(Entries from a point annotation set)
********

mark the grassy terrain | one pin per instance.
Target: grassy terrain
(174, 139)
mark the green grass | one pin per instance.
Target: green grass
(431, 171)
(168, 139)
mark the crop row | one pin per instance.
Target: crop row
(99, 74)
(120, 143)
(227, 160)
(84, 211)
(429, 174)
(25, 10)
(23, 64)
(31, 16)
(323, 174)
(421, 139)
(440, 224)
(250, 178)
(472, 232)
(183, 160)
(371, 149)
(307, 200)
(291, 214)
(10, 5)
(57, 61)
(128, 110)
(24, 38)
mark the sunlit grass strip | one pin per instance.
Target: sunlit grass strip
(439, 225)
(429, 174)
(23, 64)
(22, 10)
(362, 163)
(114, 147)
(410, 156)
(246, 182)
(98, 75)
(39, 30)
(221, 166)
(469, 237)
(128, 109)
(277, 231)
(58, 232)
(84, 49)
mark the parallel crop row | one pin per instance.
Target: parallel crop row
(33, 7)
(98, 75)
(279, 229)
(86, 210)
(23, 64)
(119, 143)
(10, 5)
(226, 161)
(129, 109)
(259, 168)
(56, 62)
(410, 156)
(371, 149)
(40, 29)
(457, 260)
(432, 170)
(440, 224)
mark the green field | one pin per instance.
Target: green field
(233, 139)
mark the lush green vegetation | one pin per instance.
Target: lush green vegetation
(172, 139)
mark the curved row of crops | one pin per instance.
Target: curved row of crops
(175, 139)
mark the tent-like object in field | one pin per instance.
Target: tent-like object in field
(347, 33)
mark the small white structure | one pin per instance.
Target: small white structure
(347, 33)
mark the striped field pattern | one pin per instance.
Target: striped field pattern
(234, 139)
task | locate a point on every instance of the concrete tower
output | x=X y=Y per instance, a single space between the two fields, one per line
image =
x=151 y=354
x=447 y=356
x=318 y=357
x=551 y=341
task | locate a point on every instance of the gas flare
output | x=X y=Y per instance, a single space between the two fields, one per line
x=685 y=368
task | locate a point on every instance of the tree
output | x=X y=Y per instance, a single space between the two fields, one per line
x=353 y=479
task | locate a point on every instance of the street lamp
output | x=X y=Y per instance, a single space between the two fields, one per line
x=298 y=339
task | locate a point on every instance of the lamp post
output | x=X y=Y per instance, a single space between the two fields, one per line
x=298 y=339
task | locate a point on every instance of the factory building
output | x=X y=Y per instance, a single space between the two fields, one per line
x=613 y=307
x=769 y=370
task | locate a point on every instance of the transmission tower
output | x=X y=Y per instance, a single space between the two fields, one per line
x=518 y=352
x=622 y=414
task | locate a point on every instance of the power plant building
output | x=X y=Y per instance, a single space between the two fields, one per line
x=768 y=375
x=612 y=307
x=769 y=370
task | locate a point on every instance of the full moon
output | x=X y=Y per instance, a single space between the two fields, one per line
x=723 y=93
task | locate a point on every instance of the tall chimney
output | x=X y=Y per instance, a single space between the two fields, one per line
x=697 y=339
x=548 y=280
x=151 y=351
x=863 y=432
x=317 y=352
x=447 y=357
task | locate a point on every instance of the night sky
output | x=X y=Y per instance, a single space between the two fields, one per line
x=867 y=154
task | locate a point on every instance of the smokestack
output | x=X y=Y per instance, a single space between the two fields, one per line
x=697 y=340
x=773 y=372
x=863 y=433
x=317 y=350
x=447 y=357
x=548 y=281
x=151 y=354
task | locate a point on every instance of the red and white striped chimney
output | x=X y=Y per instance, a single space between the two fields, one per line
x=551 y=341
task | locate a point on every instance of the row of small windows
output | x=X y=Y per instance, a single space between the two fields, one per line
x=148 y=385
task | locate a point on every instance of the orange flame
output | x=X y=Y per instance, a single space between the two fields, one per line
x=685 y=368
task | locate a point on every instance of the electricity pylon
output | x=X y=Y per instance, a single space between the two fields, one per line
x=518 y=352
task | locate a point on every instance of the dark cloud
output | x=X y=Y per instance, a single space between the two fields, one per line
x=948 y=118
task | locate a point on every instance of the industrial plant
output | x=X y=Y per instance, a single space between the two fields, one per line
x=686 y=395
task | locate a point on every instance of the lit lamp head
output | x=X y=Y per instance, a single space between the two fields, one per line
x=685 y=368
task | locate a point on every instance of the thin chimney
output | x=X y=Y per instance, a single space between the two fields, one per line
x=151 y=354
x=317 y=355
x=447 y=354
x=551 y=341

********

Instructions to follow:
Lay out every line of the records as a JSON list of strings, one string per line, with blank lines omitted.

Response for this exercise:
[
  "mark the grassy terrain | one pin per instance.",
  "Target: grassy terrain",
  "(174, 139)",
  "mark the green grass | one pin per instance.",
  "Target: green grass",
  "(431, 171)",
  "(168, 139)",
  "mark the crop row | one pin per instance.",
  "Target: crop row",
  "(99, 74)",
  "(120, 143)",
  "(227, 160)",
  "(84, 211)",
  "(429, 174)",
  "(25, 10)",
  "(23, 64)",
  "(31, 16)",
  "(323, 174)",
  "(421, 139)",
  "(440, 224)",
  "(250, 178)",
  "(472, 232)",
  "(183, 160)",
  "(371, 149)",
  "(307, 200)",
  "(291, 214)",
  "(10, 5)",
  "(57, 61)",
  "(128, 110)",
  "(24, 38)",
  "mark the sunlit grass strip | one pin per instance.",
  "Target: sunlit grass strip",
  "(439, 225)",
  "(429, 174)",
  "(23, 64)",
  "(22, 10)",
  "(362, 163)",
  "(114, 147)",
  "(410, 156)",
  "(246, 182)",
  "(98, 75)",
  "(39, 30)",
  "(221, 166)",
  "(469, 237)",
  "(128, 109)",
  "(277, 231)",
  "(58, 232)",
  "(84, 49)",
  "mark the parallel crop row | one pin per instance.",
  "Target: parallel crop row",
  "(33, 7)",
  "(98, 75)",
  "(279, 229)",
  "(86, 210)",
  "(23, 64)",
  "(119, 143)",
  "(10, 5)",
  "(226, 161)",
  "(129, 109)",
  "(259, 168)",
  "(56, 62)",
  "(410, 156)",
  "(371, 149)",
  "(40, 29)",
  "(457, 260)",
  "(432, 170)",
  "(440, 224)",
  "mark the green field | one pin per instance.",
  "Target: green field",
  "(233, 139)",
  "mark the lush green vegetation | one pin per instance.",
  "Target: lush green vegetation",
  "(172, 139)",
  "mark the curved row of crops | one pin per instance.",
  "Target: curved row of crops",
  "(175, 139)",
  "mark the tent-like object in field | one pin per instance.",
  "Target: tent-like object in field",
  "(347, 33)",
  "mark the small white structure | one pin per instance.",
  "Target: small white structure",
  "(347, 33)",
  "mark the striped field pattern | one pin per instance.",
  "Target: striped field pattern",
  "(234, 139)",
  "task | locate a point on every instance of the concrete tower",
  "output | x=X y=Y per instance, a single space between the two fields, one per line",
  "image =",
  "x=151 y=354",
  "x=447 y=356",
  "x=318 y=357",
  "x=551 y=341",
  "task | locate a point on every instance of the gas flare",
  "output | x=X y=Y per instance, a single space between the two fields, one per line",
  "x=685 y=368",
  "task | locate a point on every instance of the tree",
  "output | x=X y=Y per instance, a single space between the two fields, one per line",
  "x=353 y=479",
  "task | locate a point on every instance of the street lamp",
  "output | x=X y=Y per instance, a single space between the two fields, one per line",
  "x=298 y=339",
  "task | locate a point on every instance of the lamp post",
  "output | x=X y=Y per instance, a single space between the two fields, one per line",
  "x=298 y=339",
  "task | locate a point on every instance of the factory building",
  "output | x=X y=Y per instance, a single space between the two fields, one per line",
  "x=613 y=307",
  "x=769 y=370",
  "task | locate a point on every instance of the transmission tower",
  "output | x=X y=Y per instance, a single space between the two fields, one per line",
  "x=518 y=352",
  "x=622 y=414",
  "task | locate a point on every instance of the power plant building",
  "output | x=X y=Y per instance, a single space between the two fields, one per line",
  "x=768 y=375",
  "x=612 y=307",
  "x=769 y=370",
  "task | locate a point on every instance of the full moon",
  "output | x=X y=Y per instance, a single space between the two fields, one per line",
  "x=723 y=93",
  "task | locate a point on every instance of the tall chimney",
  "output | x=X y=Y per instance, a single space between the two fields, one per line",
  "x=697 y=339",
  "x=548 y=280",
  "x=151 y=351",
  "x=863 y=432",
  "x=317 y=352",
  "x=447 y=357",
  "task | locate a point on every instance of the night sky",
  "output | x=X y=Y per instance, a single space between the two fields, one per line",
  "x=867 y=154",
  "task | locate a point on every instance of the smokestack",
  "output | x=X y=Y per instance, a single space between the two fields, one per line",
  "x=697 y=340",
  "x=773 y=372",
  "x=863 y=433",
  "x=317 y=350",
  "x=447 y=357",
  "x=548 y=281",
  "x=151 y=354",
  "task | locate a point on every instance of the red and white striped chimney",
  "output | x=X y=Y per instance, a single space between the two fields, one per line",
  "x=551 y=341",
  "task | locate a point on every instance of the row of small windows",
  "output | x=X y=Y per instance, a single space between the two fields, one per line",
  "x=148 y=385",
  "task | locate a point on every instance of the orange flame",
  "output | x=X y=Y per instance, a single space between the two fields, one per line",
  "x=685 y=368",
  "task | locate a point on every instance of the electricity pylon",
  "output | x=X y=Y per instance, a single space between the two fields, one per line",
  "x=518 y=352",
  "task | locate a point on every instance of the dark cloud",
  "output | x=X y=Y per instance, a single space between the two fields, one per line",
  "x=948 y=118",
  "task | locate a point on every instance of the industrial plant",
  "output | x=X y=Y per instance, a single space between the two fields, one per line",
  "x=686 y=395",
  "task | locate a point on every instance of the lit lamp head",
  "output | x=X y=Y per instance, a single space between the two fields, one per line",
  "x=685 y=368",
  "task | locate a point on every instance of the thin chimney",
  "output | x=X y=Y per instance, a single space between the two fields, one per line",
  "x=151 y=354",
  "x=317 y=355",
  "x=447 y=354",
  "x=551 y=341"
]